*SUPPLIED ENTRIES:*
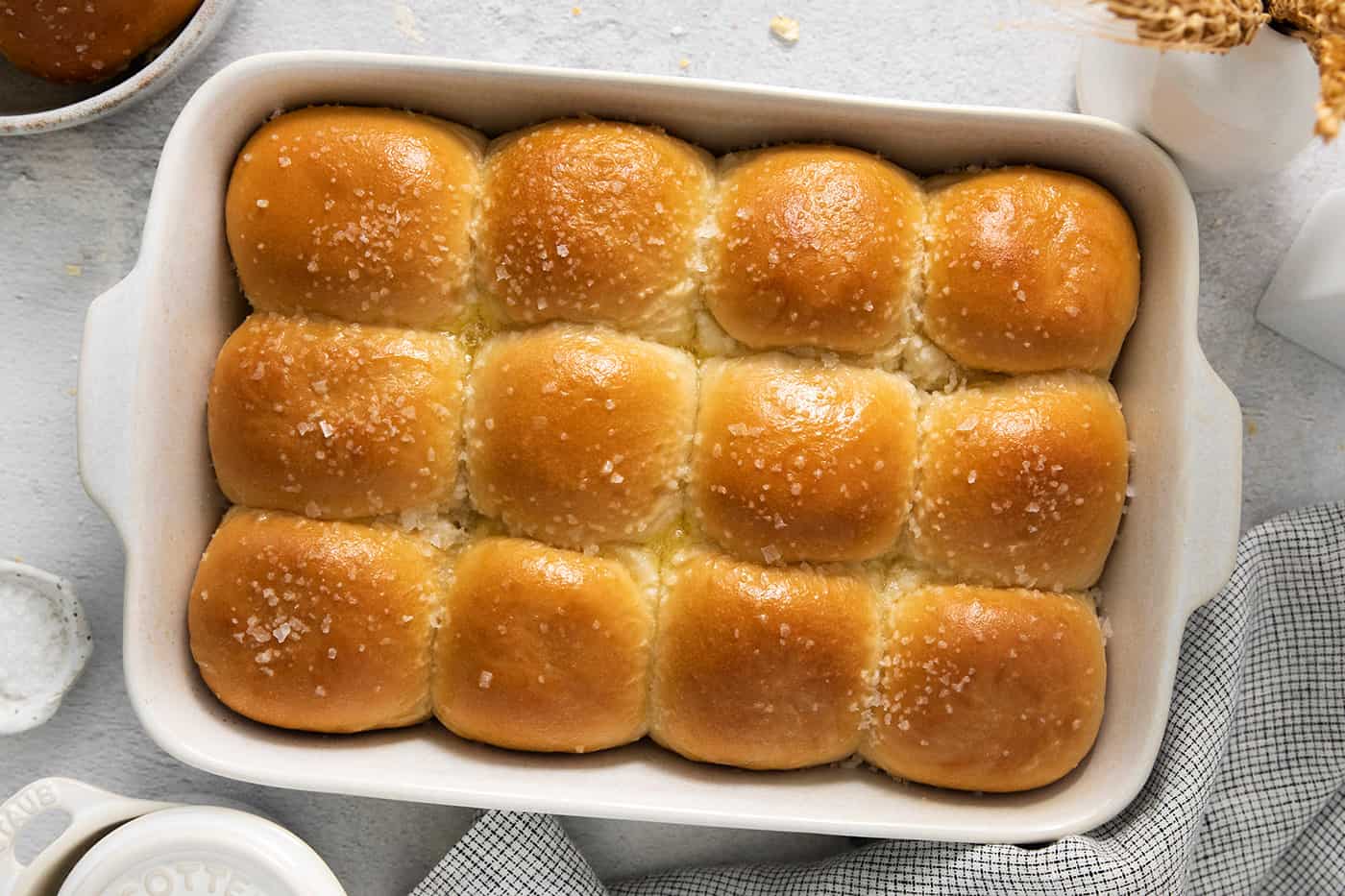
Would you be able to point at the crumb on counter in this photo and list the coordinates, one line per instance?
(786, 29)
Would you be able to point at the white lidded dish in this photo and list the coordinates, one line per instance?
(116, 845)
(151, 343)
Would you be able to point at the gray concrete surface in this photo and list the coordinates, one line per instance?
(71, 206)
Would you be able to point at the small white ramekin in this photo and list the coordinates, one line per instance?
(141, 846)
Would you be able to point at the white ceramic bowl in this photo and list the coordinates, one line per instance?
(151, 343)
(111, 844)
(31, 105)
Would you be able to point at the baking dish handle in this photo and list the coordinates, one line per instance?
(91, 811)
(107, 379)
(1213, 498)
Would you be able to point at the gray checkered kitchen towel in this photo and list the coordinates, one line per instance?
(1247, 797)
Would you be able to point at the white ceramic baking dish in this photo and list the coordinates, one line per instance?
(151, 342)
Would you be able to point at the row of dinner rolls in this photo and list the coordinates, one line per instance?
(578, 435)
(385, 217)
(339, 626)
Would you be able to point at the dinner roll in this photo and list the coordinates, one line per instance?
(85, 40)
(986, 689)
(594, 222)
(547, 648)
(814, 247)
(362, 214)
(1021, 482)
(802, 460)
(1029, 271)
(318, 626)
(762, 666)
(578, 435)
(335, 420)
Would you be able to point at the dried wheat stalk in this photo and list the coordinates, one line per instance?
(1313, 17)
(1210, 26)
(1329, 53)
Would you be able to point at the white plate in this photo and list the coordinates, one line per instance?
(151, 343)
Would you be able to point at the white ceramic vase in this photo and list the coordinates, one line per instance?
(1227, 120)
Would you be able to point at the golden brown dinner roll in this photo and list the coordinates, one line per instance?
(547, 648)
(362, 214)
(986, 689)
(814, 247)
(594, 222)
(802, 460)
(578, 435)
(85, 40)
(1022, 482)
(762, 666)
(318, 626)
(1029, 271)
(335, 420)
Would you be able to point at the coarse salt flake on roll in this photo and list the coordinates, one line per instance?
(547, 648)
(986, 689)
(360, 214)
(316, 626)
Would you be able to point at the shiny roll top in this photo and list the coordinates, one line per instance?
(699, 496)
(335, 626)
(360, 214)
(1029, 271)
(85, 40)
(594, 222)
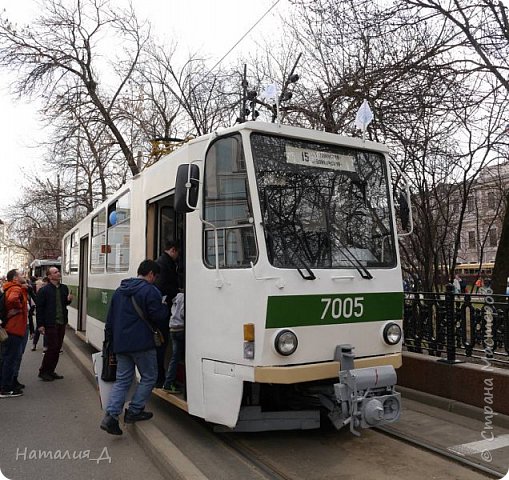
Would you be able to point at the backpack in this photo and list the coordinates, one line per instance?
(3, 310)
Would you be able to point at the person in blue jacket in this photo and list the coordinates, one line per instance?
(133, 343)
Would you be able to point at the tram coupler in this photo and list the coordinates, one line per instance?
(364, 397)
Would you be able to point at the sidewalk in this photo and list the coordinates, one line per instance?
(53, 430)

...

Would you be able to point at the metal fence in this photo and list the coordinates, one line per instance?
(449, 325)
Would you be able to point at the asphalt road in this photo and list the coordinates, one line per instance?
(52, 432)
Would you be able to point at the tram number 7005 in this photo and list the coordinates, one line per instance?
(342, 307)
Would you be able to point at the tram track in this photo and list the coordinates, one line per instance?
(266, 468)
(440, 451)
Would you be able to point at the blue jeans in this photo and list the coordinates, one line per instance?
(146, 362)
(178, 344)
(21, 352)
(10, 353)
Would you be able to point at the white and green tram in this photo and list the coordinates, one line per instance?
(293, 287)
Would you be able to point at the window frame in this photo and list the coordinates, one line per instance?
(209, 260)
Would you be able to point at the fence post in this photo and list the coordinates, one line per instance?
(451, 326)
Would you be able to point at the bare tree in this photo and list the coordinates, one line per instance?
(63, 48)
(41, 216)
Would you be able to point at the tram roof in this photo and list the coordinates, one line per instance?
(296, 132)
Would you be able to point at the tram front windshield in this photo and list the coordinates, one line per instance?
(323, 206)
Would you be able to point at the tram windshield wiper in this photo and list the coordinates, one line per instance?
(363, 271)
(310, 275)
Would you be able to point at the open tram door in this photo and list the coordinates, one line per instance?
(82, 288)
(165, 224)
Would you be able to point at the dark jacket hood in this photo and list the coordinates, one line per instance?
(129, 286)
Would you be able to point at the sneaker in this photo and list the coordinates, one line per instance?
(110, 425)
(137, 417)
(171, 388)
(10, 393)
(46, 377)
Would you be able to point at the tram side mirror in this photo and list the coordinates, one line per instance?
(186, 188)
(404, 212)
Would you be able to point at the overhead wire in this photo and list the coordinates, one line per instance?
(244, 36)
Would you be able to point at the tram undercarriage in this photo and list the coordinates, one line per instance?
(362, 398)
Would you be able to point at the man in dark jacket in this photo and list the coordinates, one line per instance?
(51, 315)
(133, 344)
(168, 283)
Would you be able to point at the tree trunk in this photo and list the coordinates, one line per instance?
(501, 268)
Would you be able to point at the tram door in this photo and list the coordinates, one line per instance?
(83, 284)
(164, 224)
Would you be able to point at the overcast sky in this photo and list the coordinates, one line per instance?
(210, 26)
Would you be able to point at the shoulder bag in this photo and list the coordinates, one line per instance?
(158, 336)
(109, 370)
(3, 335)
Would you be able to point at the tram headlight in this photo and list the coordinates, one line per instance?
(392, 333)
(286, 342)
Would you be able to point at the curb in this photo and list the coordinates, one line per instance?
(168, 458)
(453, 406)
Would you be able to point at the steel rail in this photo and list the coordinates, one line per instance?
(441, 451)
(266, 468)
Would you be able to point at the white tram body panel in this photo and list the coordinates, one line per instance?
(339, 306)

*THE TASK:*
Arrange the data from the line containing "Would you be able to point at the white plate" through the line containing "(1227, 120)", both included, as a Markdown table with the columns Row and Line. Number each line and skip any blank ones.

*OUTPUT FOR THIS EXERCISE:*
| Row | Line |
|---|---|
| 1 | Would you be able to point at the white plate in this photo and list the coordinates, one line per instance? |
| 2 | (151, 343) |
| 3 | Would you be able to point at the white ceramic vase in this photo and list the coordinates, one line per instance? |
| 4 | (1227, 120) |